Given exercise: Quote all of the records below word for word, leaving the pictures out of your reply.

Material provided:
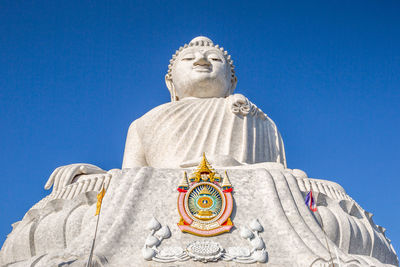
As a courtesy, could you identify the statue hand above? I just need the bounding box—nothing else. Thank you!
[44,163,106,192]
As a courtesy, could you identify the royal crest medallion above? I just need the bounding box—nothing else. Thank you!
[178,154,233,236]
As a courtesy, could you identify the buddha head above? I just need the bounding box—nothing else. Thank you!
[165,36,237,101]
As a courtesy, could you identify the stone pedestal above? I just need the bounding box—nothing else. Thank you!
[1,164,398,267]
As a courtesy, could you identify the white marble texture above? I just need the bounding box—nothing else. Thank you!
[0,37,398,267]
[1,164,398,267]
[122,95,286,168]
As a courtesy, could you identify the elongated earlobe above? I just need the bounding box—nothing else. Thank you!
[165,74,179,102]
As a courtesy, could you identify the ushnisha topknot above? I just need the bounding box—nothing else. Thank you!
[167,36,236,84]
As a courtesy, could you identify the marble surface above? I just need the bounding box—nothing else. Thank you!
[1,164,398,266]
[0,36,398,267]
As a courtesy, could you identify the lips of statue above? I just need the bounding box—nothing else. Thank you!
[172,47,231,99]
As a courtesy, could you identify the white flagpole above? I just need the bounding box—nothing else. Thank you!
[86,183,104,267]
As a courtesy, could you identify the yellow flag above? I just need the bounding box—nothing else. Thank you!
[94,186,106,216]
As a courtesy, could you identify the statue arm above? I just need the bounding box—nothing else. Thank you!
[122,121,148,169]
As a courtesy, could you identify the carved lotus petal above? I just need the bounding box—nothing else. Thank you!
[249,219,263,232]
[227,247,250,257]
[240,226,254,239]
[186,241,223,262]
[147,217,161,231]
[157,226,171,239]
[250,236,265,250]
[253,250,268,262]
[142,247,156,261]
[145,235,160,247]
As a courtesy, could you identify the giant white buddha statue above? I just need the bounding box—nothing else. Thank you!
[0,36,398,267]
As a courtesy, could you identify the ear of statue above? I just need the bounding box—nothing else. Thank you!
[229,75,237,95]
[165,74,179,102]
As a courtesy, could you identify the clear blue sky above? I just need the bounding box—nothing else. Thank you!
[0,0,400,253]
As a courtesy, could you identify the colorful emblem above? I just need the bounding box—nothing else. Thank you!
[178,154,233,236]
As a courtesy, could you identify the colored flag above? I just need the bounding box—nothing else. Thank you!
[306,191,317,212]
[94,186,106,216]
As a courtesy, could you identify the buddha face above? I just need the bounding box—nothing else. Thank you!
[167,46,233,99]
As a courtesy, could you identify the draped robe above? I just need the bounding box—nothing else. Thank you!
[122,96,286,168]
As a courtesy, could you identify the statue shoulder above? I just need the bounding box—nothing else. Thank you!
[129,102,175,130]
[228,94,268,120]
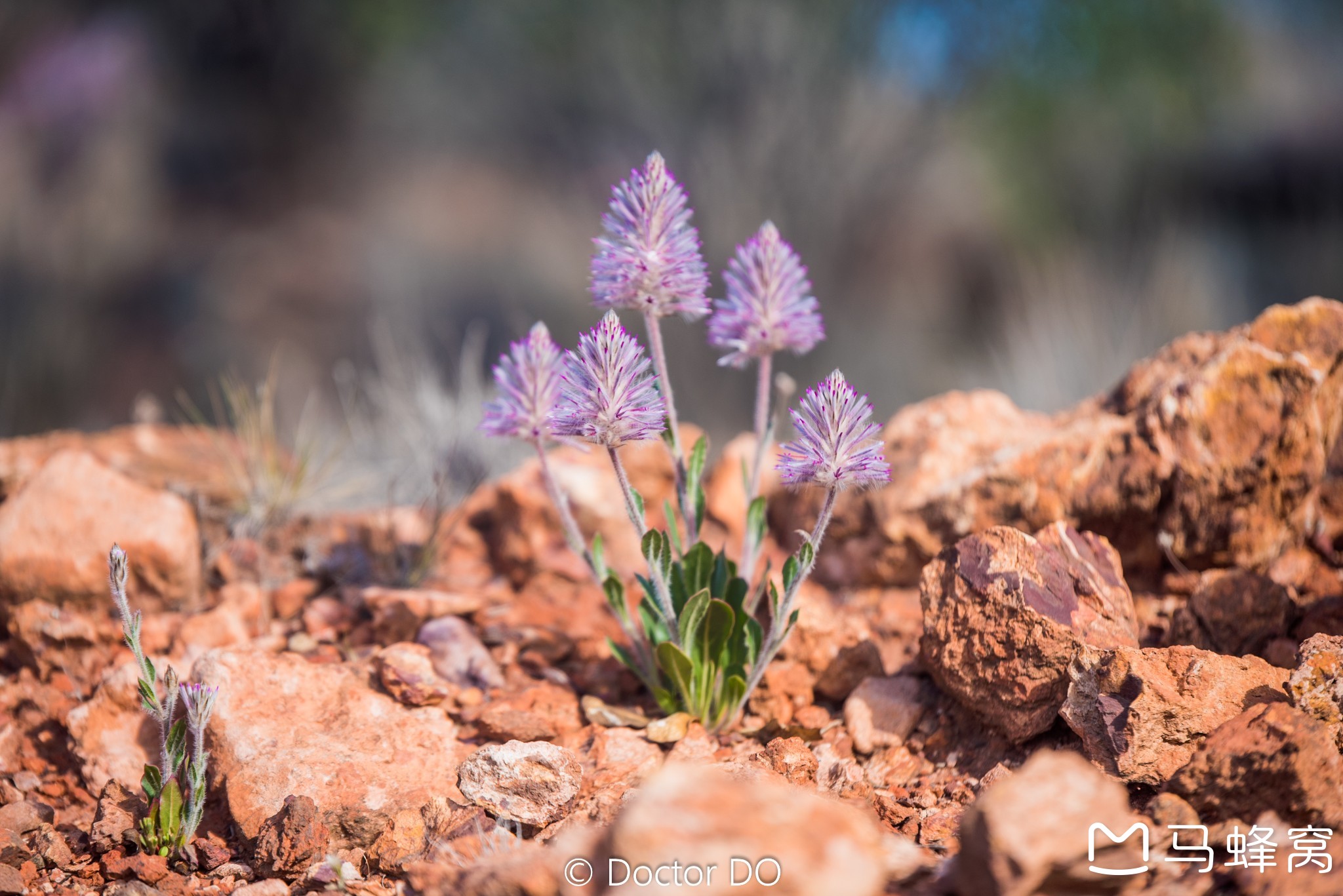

Task response:
As a courtesy, could you identify the statue hand above? I just need the bounding box—nothing else. Thank you!
[44,163,106,192]
As a courtesy, could you identify the royal crest medallion above? I just need the bounding box—nothing else. Thank you!
[178,154,233,236]
As a courtesy, could you identify the buddha head above? I just need the bounding box—nothing else. Thank you!
[165,36,237,101]
As a courtesy, could you identify the stone pedestal above? I just need the bounding box—nothing else. Thank you!
[1,164,398,267]
As a courtesy, could you identify the white marble texture above? I just need the bounding box—nothing else. Thank you!
[0,37,398,267]
[1,164,398,267]
[122,95,286,168]
As a courtesy, could you identify the elongated earlobe above? I just need the bounding box—nothing else. Thank you!
[165,74,179,102]
As a courtesy, could you identify the ushnisha topknot above? I just need the bounding box—nothing else. Thank you!
[167,36,236,84]
As a courtesy, could you identify the marble surface above? I just need the bounding box—nothing else. Thank you!
[1,164,398,266]
[0,36,398,267]
As a courtesy, could you identify the lips of statue above? I just need the bounding box—nothing else. Thank you!
[172,47,231,99]
As a courtesy, could you identify the white flagpole above? I just need the bounding box—nothing else. Thank you!
[86,183,104,267]
As a courtesy, could you identify the yellow flag above? I just need the bounding box—nothing else. Thank you!
[94,186,106,216]
As a courtesy, could you identify the statue arm above? I just need the bounding box—nothing else. Thank you!
[122,121,148,169]
As a courtesy, could you identify the carved lotus petal above? I just need the bounding box—nothing else. Thank you!
[249,219,263,232]
[227,247,250,257]
[240,226,254,239]
[186,241,223,262]
[147,217,161,231]
[157,226,171,239]
[250,236,265,250]
[253,250,268,262]
[142,247,156,261]
[145,235,160,247]
As a courtesy, could you identify the giant white buddha statue above? I just need the bounding box—nothing else. Thank you!
[0,36,398,267]
As a courtesy, could you identify the ear of statue above? I just need the bounding box—nothing else. Thank you!
[229,75,237,95]
[165,74,179,102]
As a courtesy, could you identify the clear blue sky above? I just need the bounding box—nothing else. Thank you!
[0,0,400,253]
As a courtesy, could you identify the colorful emblem above? I just need the bounding box—nothing else. Thank you!
[178,154,233,236]
As a courtesy, could you identify the colored flag above? I just need the bounding box—nothing else. Thank you!
[306,191,317,212]
[94,186,106,216]
As a courtesy, could you identify the buddha face above? I just need the bounding box—nothing else. Thank you!
[167,46,233,99]
As a courtesy, could you identify the draped robe above? I just need the bounding box—nothing else. Thank you!
[122,96,286,168]
As a courtesy, could you identify the statue shoulder above? I just need the bounding box—nothing else. Thank you!
[129,102,175,130]
[228,94,268,120]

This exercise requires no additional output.